_SELECTED TEXT_.
Work of Beneker on Display at Baker For Two Weeks Recalls Pennell

The group of oil paintings now on exhibit at the Bake Library of the Business School in Room 223 contains some outstanding studies of industrial subjects by Gerrit A. Beneker. More restricted in field than the late Joseph Pennell, Mr. Beneker has undertaken to show only the art of steel manufacture and the men who engage in the task. Unlike the etchings of Pennell which represent merely the image that reaches the human eye, the rich oils of Beneker convey all the realism of being, and all the strength and solidity of steel. Perhaps it is the medium in which the work is done that accounts for the difference; the paintings depict with more life-like fidelity and color the shapes of qualities of things, the stylus tends to tinge the reproduction with the impression that the mind receives, and the imagination which is evoked by the vision.

The difference may be in the man. Both worked in industrial subjects, both were Carl Sandburgs in the field of painting. Just as Sandburg found as much beauty in the steel of a skyscraper as in the waving wheat, so Pennell and Beneker were not so blinded by the beauty of Nature as to foresake the task of translating onto canvas beauty for the hand of man. Beneker made these oil paintings while in actual contact with the operations of the steel mills in Cleveland 12 years ago.

_PROVIDED RECORDS_.
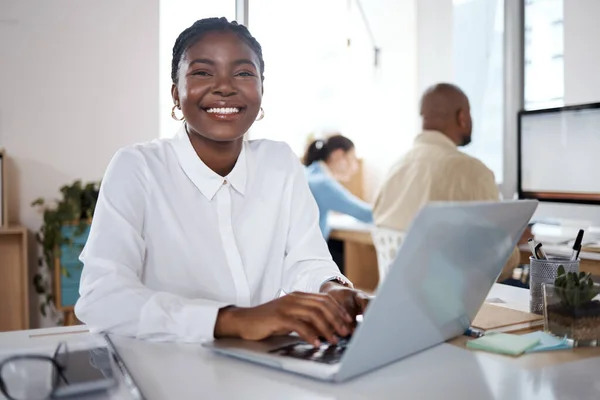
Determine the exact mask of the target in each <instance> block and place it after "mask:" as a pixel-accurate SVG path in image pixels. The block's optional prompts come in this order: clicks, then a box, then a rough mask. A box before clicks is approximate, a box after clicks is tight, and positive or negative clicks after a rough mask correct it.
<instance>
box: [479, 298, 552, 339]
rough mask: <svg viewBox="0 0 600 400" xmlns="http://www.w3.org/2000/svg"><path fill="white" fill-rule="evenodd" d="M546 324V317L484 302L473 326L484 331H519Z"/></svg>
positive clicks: (481, 306) (510, 331)
mask: <svg viewBox="0 0 600 400" xmlns="http://www.w3.org/2000/svg"><path fill="white" fill-rule="evenodd" d="M542 325H544V317H543V316H541V315H538V314H532V313H528V312H524V311H519V310H513V309H510V308H506V307H502V306H498V305H494V304H489V303H483V306H481V308H480V309H479V312H478V313H477V315H476V316H475V318H474V319H473V322H472V323H471V326H472V327H473V328H476V329H479V330H480V331H483V332H484V333H486V334H487V333H492V332H504V333H506V332H518V331H523V330H527V329H532V328H536V327H539V326H542Z"/></svg>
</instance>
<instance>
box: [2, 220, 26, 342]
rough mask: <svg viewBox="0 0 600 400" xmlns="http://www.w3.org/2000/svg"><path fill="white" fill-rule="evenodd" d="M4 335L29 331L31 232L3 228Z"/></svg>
mask: <svg viewBox="0 0 600 400" xmlns="http://www.w3.org/2000/svg"><path fill="white" fill-rule="evenodd" d="M0 275H1V276H2V279H0V304H2V313H0V332H1V331H12V330H21V329H29V290H28V287H29V274H28V264H27V229H26V228H24V227H22V226H7V227H0Z"/></svg>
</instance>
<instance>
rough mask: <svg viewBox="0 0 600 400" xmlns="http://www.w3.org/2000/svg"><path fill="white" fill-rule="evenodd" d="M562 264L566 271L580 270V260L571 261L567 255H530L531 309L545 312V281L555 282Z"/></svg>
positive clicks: (529, 277) (529, 309) (529, 257)
mask: <svg viewBox="0 0 600 400" xmlns="http://www.w3.org/2000/svg"><path fill="white" fill-rule="evenodd" d="M560 265H562V266H563V267H565V271H566V272H577V273H578V272H579V260H575V261H571V260H570V259H568V258H565V257H549V258H548V259H547V260H538V259H535V258H533V257H529V311H530V312H532V313H534V314H539V315H543V314H544V290H543V287H542V285H543V284H544V283H548V284H554V280H555V279H556V276H557V271H558V267H559V266H560Z"/></svg>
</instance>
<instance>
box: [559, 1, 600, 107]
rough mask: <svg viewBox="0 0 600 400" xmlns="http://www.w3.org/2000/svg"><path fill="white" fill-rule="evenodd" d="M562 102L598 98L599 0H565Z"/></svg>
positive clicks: (583, 102)
mask: <svg viewBox="0 0 600 400" xmlns="http://www.w3.org/2000/svg"><path fill="white" fill-rule="evenodd" d="M564 13H565V14H564V46H565V48H564V63H565V64H564V68H565V103H566V104H580V103H591V102H599V101H600V70H599V66H600V42H598V38H600V1H598V0H577V1H572V0H564Z"/></svg>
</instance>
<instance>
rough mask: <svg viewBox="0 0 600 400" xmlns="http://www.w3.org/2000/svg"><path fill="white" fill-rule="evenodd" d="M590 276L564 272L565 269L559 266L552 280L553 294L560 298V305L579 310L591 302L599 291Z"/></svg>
mask: <svg viewBox="0 0 600 400" xmlns="http://www.w3.org/2000/svg"><path fill="white" fill-rule="evenodd" d="M591 276H592V274H590V273H587V274H586V273H585V272H580V273H579V274H577V273H576V272H566V271H565V267H564V266H562V265H559V267H558V271H557V276H556V279H555V280H554V292H555V293H556V295H557V296H558V297H560V300H561V303H563V305H565V306H568V307H571V308H579V307H581V306H583V305H585V304H586V303H588V302H590V301H592V299H593V298H594V297H596V296H597V295H598V292H599V291H598V289H597V287H596V286H595V285H594V281H593V280H592V277H591Z"/></svg>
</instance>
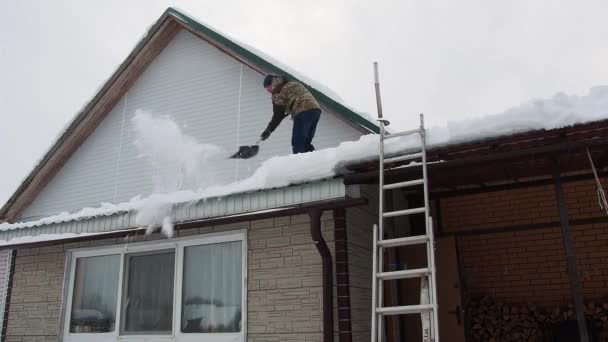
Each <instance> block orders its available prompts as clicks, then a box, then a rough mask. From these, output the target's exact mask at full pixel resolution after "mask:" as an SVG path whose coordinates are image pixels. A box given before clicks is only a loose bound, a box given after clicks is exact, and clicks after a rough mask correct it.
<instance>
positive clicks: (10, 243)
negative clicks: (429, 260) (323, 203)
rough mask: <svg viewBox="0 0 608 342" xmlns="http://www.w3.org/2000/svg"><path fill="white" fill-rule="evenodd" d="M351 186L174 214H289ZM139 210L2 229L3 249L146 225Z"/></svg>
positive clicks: (178, 220) (236, 200) (231, 196)
mask: <svg viewBox="0 0 608 342" xmlns="http://www.w3.org/2000/svg"><path fill="white" fill-rule="evenodd" d="M359 197H360V196H359V194H358V191H352V190H351V189H349V190H348V194H347V187H346V186H345V185H344V182H343V180H342V178H332V179H325V180H320V181H316V182H311V183H304V184H299V185H292V186H288V187H282V188H275V189H269V190H261V191H253V192H246V193H237V194H231V195H227V196H223V197H217V198H207V199H205V200H200V201H197V202H190V203H183V204H177V205H174V207H173V210H172V213H171V216H172V221H173V222H174V224H175V225H177V226H178V228H179V227H180V226H182V225H183V226H186V225H187V226H191V225H196V224H197V222H204V221H209V220H214V219H232V220H233V221H237V220H242V221H247V220H249V219H251V218H252V217H256V216H258V217H259V216H260V215H261V214H272V215H277V216H283V215H288V214H290V213H291V212H293V209H294V208H297V207H303V206H312V205H315V204H317V203H328V202H335V201H343V200H349V199H357V198H359ZM136 216H137V213H136V212H135V211H130V212H120V213H113V214H110V215H102V216H95V217H86V218H82V219H79V220H71V221H64V222H56V223H49V224H44V225H38V226H34V227H24V228H15V229H8V230H3V231H0V249H5V248H8V247H10V246H20V245H26V244H27V245H29V244H36V243H42V242H48V241H61V240H73V239H75V238H87V237H93V236H99V235H108V234H117V233H121V232H122V233H125V234H126V233H128V232H129V231H132V230H137V229H142V227H138V226H137V225H136ZM143 228H145V227H143Z"/></svg>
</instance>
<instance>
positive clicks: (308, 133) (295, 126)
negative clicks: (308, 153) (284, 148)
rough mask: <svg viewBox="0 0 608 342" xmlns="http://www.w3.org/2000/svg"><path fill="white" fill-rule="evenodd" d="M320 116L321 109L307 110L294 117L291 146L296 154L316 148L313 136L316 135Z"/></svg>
mask: <svg viewBox="0 0 608 342" xmlns="http://www.w3.org/2000/svg"><path fill="white" fill-rule="evenodd" d="M320 117H321V110H320V109H311V110H307V111H305V112H302V113H299V114H298V115H296V116H295V117H294V119H293V131H292V133H291V147H292V149H293V153H294V154H296V153H305V152H312V151H314V150H315V147H314V146H312V138H314V137H315V131H316V130H317V123H319V118H320Z"/></svg>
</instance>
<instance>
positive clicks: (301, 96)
mask: <svg viewBox="0 0 608 342" xmlns="http://www.w3.org/2000/svg"><path fill="white" fill-rule="evenodd" d="M264 88H266V90H268V92H269V93H271V94H272V111H273V115H272V119H271V120H270V122H269V123H268V126H267V127H266V129H265V130H264V132H262V135H261V137H260V138H261V140H266V139H268V137H269V136H270V134H271V133H272V132H273V131H274V130H275V129H276V128H277V127H278V126H279V124H280V123H281V121H283V119H284V118H285V117H286V116H288V115H291V118H292V120H293V130H292V133H291V147H292V149H293V153H294V154H296V153H305V152H312V151H314V150H315V147H314V146H313V145H312V139H313V138H314V136H315V131H316V129H317V123H319V118H320V117H321V107H320V106H319V104H318V103H317V100H315V98H314V97H313V96H312V94H311V93H310V92H309V91H308V89H306V87H304V86H303V85H302V84H301V83H299V82H297V81H292V80H288V79H287V78H285V77H283V76H278V75H268V76H266V77H265V78H264Z"/></svg>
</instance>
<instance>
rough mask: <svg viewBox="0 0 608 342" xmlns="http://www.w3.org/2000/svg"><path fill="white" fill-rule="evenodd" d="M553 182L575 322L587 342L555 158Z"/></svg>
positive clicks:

_TO-DO ITEM A_. In the review of Beneker's steel paintings, what room are the paintings exhibited in?
_TO-DO ITEM B_. Write the next part of the review of Beneker's steel paintings.
The material is separate from the review of Beneker's steel paintings.

_EXPECTED OUTPUT A_. Room 223.

_EXPECTED OUTPUT B_.
His closer acquaintance with the subject, lessened the complement of imagination necessary to register the whole image on canvas. He is impersonal. He catches with the eye, of the camera, and he fortifies the object with symbolism; but his symbolism is the soul emanation of the object, not the essence which the mind imposes upon it. When Rivers, the famous Mexican mural painter, draws a tractor, he does not delve into his folio for a model or into the store of his technical information for the knowledge, but relies upon his mental image, with the result that his machines though often crude and grotesque, are always recognizable and familiar.

Beneker's men and machines, his colors, his spaces, his lights, are drawn with a mathematical accuracy that is not cold, for its all of its exactitude. There is a certain dignity, hardness, and massiveness, that is the very essence of steel. Steel is cold and immaterial Steel is smooth. It is this spirit of the metal itself that reflects in Beneker's men, and materials.